* [Records for this task]

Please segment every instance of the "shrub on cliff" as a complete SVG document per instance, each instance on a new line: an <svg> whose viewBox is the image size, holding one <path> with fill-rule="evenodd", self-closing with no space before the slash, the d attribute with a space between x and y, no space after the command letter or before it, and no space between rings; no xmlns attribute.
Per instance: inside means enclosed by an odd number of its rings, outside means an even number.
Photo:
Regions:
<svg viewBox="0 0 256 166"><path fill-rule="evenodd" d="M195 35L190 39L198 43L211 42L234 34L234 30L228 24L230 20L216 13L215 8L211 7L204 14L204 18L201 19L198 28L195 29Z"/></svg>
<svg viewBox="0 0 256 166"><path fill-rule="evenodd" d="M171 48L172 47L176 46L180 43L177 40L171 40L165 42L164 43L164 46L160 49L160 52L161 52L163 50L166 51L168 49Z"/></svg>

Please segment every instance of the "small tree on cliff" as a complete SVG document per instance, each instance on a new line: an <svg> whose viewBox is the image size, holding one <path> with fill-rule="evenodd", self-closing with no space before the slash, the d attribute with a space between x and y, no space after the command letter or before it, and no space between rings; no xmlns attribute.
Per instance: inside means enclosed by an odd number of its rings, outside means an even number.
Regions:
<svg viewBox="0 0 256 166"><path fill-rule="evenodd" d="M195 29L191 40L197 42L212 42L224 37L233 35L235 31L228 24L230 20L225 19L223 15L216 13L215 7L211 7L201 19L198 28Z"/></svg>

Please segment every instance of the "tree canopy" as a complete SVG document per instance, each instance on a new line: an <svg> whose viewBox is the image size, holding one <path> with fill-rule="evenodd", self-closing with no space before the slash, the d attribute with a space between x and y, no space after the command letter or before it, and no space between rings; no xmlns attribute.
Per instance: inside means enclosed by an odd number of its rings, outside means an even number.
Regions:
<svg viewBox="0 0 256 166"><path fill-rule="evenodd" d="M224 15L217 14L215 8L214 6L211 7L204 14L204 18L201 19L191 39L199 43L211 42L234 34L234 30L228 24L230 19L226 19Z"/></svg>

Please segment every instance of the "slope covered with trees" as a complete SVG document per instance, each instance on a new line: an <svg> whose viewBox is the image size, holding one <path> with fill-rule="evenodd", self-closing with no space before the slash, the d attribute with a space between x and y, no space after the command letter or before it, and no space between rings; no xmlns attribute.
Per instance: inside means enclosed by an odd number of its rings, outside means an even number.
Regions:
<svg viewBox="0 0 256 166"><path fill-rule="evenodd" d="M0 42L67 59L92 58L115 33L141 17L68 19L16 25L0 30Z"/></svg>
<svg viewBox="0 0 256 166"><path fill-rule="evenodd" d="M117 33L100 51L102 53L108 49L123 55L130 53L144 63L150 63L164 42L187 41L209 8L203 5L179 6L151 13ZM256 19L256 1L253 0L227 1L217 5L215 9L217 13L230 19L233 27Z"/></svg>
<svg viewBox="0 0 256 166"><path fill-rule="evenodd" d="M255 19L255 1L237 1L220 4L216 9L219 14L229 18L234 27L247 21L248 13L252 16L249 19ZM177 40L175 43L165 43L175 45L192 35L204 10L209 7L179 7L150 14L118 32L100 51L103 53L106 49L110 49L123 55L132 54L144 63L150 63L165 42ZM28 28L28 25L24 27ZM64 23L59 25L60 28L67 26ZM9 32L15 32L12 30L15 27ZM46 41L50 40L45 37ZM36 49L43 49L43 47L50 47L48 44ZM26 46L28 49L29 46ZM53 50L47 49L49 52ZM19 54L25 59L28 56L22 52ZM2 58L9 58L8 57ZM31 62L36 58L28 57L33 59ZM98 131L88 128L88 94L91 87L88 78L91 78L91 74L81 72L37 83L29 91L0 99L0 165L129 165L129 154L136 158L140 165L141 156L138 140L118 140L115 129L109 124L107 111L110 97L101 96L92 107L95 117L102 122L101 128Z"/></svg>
* * *
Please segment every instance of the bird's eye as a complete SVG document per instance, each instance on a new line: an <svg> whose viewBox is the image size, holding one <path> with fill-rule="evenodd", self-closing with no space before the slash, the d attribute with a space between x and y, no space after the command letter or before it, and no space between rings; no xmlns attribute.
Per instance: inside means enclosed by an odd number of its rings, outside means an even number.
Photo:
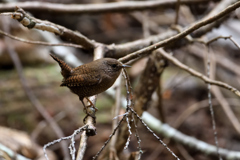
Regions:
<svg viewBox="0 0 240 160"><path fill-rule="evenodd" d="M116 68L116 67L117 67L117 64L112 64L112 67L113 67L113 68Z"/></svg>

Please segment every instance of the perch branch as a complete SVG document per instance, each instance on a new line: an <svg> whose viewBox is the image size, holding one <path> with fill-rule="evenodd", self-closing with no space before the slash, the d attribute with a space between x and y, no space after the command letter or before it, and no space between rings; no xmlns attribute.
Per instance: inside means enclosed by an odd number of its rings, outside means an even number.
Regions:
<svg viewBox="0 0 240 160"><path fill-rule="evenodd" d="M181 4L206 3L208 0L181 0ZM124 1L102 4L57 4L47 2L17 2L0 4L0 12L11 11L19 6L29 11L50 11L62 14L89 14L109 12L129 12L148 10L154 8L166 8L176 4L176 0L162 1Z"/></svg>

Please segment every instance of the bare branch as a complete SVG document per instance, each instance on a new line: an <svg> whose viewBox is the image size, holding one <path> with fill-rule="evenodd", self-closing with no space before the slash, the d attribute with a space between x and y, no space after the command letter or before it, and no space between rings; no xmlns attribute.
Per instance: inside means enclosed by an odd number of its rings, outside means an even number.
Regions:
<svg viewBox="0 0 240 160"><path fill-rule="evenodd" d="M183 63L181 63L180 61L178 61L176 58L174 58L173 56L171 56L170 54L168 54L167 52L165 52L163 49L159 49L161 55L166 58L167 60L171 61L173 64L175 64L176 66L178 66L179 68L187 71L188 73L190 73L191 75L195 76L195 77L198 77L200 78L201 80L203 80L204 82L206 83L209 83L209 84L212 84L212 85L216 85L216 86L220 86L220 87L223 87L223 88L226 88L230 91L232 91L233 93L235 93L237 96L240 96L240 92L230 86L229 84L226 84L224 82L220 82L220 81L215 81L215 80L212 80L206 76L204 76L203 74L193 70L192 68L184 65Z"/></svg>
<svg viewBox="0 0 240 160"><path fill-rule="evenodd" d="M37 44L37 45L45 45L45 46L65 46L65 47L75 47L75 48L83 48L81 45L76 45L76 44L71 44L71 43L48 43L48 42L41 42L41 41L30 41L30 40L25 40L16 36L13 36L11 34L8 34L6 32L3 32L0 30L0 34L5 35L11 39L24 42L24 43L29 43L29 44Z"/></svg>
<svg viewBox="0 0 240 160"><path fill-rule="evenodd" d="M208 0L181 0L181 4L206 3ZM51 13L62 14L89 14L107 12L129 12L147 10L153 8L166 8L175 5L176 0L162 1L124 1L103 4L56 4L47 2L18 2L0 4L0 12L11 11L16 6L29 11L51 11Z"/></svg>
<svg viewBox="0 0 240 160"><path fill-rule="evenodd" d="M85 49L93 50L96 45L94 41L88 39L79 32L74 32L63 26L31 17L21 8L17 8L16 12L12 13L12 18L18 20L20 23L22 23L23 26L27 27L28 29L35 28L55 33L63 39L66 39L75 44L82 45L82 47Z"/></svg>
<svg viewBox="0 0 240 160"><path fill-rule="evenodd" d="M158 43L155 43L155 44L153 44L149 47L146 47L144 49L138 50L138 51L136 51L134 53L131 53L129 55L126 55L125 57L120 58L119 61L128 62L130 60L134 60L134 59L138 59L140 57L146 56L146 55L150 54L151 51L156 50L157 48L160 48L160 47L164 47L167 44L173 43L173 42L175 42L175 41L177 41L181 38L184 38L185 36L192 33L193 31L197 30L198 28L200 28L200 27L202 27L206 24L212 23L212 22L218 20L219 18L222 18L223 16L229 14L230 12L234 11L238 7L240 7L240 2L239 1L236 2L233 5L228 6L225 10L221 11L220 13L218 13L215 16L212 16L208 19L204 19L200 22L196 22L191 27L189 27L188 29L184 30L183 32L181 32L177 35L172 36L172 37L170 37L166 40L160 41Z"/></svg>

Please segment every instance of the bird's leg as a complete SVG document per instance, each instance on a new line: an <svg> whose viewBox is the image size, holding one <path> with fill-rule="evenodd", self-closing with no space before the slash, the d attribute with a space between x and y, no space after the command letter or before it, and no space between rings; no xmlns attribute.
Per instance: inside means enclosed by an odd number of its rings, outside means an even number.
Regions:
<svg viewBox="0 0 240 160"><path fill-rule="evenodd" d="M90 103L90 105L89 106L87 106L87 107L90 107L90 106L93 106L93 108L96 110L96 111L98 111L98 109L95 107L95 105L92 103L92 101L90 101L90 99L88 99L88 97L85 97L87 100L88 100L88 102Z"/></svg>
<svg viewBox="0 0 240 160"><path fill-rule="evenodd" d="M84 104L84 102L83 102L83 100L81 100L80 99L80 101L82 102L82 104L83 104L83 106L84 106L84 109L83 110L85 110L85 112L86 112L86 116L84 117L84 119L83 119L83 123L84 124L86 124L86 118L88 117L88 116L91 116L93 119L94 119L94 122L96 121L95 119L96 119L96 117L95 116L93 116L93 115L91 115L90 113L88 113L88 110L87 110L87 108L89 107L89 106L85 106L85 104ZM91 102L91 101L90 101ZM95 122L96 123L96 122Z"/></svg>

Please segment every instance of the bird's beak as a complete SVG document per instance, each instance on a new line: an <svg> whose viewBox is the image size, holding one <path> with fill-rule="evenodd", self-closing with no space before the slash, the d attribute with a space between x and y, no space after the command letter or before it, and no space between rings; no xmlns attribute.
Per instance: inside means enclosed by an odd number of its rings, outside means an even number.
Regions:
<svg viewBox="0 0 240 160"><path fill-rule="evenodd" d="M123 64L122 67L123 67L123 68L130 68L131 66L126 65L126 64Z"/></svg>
---
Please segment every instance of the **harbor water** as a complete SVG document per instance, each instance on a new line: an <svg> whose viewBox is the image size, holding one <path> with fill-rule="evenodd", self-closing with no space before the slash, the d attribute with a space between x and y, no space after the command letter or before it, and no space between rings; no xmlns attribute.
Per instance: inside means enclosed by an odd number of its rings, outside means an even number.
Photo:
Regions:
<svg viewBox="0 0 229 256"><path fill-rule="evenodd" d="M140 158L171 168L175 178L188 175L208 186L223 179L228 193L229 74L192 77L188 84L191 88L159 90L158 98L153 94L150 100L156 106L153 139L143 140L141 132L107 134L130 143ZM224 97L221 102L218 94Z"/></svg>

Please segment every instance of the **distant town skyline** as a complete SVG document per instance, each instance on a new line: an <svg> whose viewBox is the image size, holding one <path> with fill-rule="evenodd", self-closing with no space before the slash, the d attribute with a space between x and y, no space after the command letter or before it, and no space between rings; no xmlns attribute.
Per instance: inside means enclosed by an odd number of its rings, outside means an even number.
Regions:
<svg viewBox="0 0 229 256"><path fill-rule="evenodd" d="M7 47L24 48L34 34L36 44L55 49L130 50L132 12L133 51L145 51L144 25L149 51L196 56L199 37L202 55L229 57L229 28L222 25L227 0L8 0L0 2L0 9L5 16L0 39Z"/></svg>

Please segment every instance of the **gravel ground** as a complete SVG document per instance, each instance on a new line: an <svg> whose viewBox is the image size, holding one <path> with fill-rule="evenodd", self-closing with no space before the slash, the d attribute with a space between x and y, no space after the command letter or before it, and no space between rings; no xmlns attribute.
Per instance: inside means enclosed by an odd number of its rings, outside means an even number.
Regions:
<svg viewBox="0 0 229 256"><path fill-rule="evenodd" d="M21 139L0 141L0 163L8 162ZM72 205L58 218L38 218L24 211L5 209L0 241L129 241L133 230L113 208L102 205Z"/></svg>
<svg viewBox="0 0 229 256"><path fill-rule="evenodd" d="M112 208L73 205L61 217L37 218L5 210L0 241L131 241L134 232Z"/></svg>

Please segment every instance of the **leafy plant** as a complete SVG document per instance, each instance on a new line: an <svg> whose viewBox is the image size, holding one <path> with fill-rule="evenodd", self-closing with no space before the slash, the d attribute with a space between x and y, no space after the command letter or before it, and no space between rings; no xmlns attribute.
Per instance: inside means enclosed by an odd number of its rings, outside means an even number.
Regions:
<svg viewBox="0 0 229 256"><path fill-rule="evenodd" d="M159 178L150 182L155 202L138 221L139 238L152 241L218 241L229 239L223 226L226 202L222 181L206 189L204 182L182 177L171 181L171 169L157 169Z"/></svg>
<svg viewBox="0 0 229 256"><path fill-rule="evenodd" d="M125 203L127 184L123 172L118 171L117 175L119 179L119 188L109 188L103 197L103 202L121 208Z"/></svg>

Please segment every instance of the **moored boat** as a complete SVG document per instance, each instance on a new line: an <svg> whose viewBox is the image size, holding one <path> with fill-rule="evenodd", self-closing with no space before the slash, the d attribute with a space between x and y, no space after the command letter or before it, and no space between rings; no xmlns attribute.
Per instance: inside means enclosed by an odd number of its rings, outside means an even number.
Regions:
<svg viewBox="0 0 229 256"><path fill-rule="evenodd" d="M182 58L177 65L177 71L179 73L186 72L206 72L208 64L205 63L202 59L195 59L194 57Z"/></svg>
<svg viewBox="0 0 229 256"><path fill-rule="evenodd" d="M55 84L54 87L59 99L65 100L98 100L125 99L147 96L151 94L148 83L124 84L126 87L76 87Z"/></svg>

* [Exercise prompt] Reproduce the records verbatim from the line containing "Please segment every instance of the bird's eye" up to and including the line containing "68L116 67L117 67L117", omitting the pictures from your answer.

* [Response to this exercise]
Please segment every instance of the bird's eye as a complete SVG document per instance, each instance on a new line: an <svg> whose viewBox is the image size, holding one <path> with fill-rule="evenodd", self-closing with no space before the slash, the d attribute with a space between x and y, no space after the command letter or before it, and no space between rings; no xmlns attribute.
Per instance: inside means enclosed by an odd number of its rings, outside means an even number.
Photo:
Regions:
<svg viewBox="0 0 240 160"><path fill-rule="evenodd" d="M116 68L116 67L117 67L117 64L112 64L112 67L113 67L113 68Z"/></svg>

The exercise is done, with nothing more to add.